» **What you should do**: Pick up the article below on Kenya's economy and rising inflation after its final sentence and keep writing it.

» **Document segment**:
»»

What you need to know:
- Last year, the economy grew by 7.2 per cent as it recovered from the aftershocks of the Covid-19 pandemic.
- However, the International Monetary Fund (IMF) expects it to slow down to 5.7 per cent this year.
The annual inflation rate in Kenya hit 7.9 per cent in June, breaching the upper limit of the Central Bank’s target range of 2.5-7.5 per cent for the first time since August 2017.
Inflation has been rising since March as a consequence of disruptions caused by the war in Ukraine.
It stood at 8.3 per cent in July.
That said, upward pressure came mostly from prices of food and non-alcoholic beverages (13.8 per cent vs 12.4 per cent in May); transport (7.1 per cent vs 6.4 per cent) and housing and utilities (6.8 per cent vs 6 per cent).
On a monthly basis, consumer prices were up 0.9 per cent, after increasing 0.8 per cent in the previous month.
The annual inflation rate accelerated to 7.1 per cent in May, from 6.5 per cent in the previous month.
Ordinary people are struggling more and more every day with the price of fuel, food and other basic commodities.
The industry is being challenged to remain competitive with input and transportation costs rising rapidly and shortages throughout the global economy driving scarcity, threatening to push already punishing costs even higher.
How did we get here?
Kenya has made significant political and economic reforms that have contributed to sustained economic growth, social development, and political stability over the past decade.
However, its key development challenges still include poverty, inequality, lack of transparency and accountability, climate change, continued weak private sector investment and the vulnerability of the economy to internal and external shocks.
Kenya ushered in a new political and economic governance system with the passage of a new constitution in 2010 that introduced a bicameral legislative house, devolved county government, and a constitutionally tenured Judiciary and electoral body.
The first election under this new system was held in 2013. From 2015 to 2019, Kenya’s economy achieved broad-based growth averaging 4.7 per cent per year, significantly reducing poverty (which fell to an estimated 34.4 per cent at the $1.9/day line in 2019).
In 2020, the Covid-19 shock hit the economy hard, disrupting international trade and transport, tourism, and urban services.
Fortunately, the agricultural sector, a cornerstone of the economy, remained resilient, helping to limit the contraction in GDP to only 0.3 per cent.

««

» **The data**:
»»

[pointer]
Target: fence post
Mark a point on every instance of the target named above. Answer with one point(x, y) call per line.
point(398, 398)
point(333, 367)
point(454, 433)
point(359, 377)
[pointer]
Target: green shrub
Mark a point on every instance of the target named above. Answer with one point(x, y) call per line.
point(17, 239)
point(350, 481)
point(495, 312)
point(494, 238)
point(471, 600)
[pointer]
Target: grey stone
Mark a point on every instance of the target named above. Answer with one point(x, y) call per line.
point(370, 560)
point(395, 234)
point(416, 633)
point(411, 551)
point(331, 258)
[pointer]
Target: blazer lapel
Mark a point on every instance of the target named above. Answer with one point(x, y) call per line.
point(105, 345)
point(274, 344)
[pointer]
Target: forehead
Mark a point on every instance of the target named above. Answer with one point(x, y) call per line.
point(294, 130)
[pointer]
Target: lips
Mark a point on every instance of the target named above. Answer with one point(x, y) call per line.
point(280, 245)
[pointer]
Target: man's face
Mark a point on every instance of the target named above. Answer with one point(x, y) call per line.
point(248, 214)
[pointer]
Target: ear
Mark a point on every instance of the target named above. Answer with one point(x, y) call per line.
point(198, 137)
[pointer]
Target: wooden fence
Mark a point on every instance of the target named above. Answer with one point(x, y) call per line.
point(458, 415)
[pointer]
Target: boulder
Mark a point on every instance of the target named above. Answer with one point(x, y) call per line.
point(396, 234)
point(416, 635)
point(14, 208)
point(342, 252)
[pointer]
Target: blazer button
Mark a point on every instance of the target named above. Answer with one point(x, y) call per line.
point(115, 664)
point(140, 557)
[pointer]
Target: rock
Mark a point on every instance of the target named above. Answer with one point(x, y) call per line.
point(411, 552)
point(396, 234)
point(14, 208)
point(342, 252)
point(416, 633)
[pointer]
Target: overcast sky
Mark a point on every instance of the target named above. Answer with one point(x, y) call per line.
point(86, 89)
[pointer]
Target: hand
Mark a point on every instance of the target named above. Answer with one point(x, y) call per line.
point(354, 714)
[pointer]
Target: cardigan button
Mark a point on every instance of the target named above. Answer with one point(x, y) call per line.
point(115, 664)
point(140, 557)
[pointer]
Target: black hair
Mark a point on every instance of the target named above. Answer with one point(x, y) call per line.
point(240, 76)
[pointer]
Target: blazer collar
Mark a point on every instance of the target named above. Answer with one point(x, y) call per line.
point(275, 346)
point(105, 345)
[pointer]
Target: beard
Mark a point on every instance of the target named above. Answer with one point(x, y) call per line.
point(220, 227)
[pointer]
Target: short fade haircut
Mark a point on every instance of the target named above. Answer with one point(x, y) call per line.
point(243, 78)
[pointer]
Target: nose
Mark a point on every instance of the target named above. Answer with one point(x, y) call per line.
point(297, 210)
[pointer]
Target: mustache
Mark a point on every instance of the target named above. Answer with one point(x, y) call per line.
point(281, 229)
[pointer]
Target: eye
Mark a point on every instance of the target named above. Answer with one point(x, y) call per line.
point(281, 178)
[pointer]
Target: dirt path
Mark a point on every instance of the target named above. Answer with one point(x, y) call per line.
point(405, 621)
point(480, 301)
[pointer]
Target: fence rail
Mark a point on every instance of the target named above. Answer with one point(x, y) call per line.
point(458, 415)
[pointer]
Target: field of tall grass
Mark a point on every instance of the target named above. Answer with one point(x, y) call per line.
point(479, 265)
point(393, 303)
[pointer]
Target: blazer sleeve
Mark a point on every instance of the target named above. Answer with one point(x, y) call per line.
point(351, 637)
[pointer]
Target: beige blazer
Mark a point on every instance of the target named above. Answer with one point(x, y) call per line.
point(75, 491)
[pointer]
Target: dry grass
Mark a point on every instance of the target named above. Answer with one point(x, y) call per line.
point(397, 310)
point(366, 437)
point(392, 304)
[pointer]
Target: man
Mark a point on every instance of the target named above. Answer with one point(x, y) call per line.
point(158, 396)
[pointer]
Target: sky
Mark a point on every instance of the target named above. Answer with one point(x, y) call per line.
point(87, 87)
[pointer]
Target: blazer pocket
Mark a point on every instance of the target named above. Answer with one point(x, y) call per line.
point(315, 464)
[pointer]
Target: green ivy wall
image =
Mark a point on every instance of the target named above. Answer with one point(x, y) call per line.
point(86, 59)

««

» **Result for this task**:
In 2021, the economy staged a strong recovery, although some sectors, such as tourism, remained under pressure.
GDP growth is projected at 5 per cent in 2022 and the poverty rate has resumed its trend decline after rising earlier in the pandemic.
Although the economic outlook is broadly positive, it is subject to elevated uncertainty, including through Kenya’s exposure (as a net fuel, wheat, and fertiliser importer) to the global price impacts of the war in Ukraine.
The Kenya National Bureau of Statistics (KNBS) data on the cost-of-living index — known as the consumer price index (CPI) – showed that a kilo of edible cooking oil rose by 47 per cent year-on-year, retailing at an average of Sh370.71 in major towns around the country compared to Sh252 in the same month last year.
Similarly, the retail price of 500 grams of cooking fat also rose by 44.6 per cent to retail at an average of Sh175.9 compared to Sh121.7 in May last year.
The increase in prices of cooking oil is due to the disruption in the supply of palm oil, the main ingredient used to manufacture cooking oil, from countries such as Indonesia and Malaysia.
Palm oil is also used to manufacture detergents and cosmetics, which explains why you have been paying more for bar soap and laundry soap.
Impact on household budgets
For 800 grams of bar or laundry soap, consumers paid an average of Sh153.7 in May, an increase of slightly over a fifth compared to Sh122 in May last year.
Five hundred grams of detergents retailed at an average of Sh192.9 compared to Sh165.5.
There was no respite for motorists despite the fuel subsidy. A litre of kerosene, diesel and petrol rose by 21.3 per cent, 21.5 per cent and 18.7 per cent respectively in the period under review.
Wheat products have also been on the rise, owing mainly to the Russia-Ukraine war, two of the largest exporters of the cereal.
A 2kg of wheat flour rose by almost a third to Sh166 in the review month compared to Sh129 in May last year.
A 400g white bread retailed at an average of Sh58.15 compared to Sh53.86 in May last year.
A 2kg packet of maize flour retailed at an average of Sh147.57, an increase of 23.8 per cent compared to last year.
This is even as the Central Bank of Kenya (CBK), whose main function is to stabilise the prices in the economy, sought to slam the break on the fast pace at which prices increased by raising its benchmark lending rate for the first time in seven years.
By raising the rate, the financial regulator was signalling higher interest rates charged by banks, which would then reduce the supply of money into the economy.
Last year, the economy grew by 7.2 per cent as it recovered from the aftershocks of the Covid-19 pandemic.
However, the International Monetary Fund (IMF) expects it to slow down to 5.7 per cent this year.
Kenya is mostly importing the high cost of living in advanced countries with the war in Ukraine exposing the underbelly of globalisation.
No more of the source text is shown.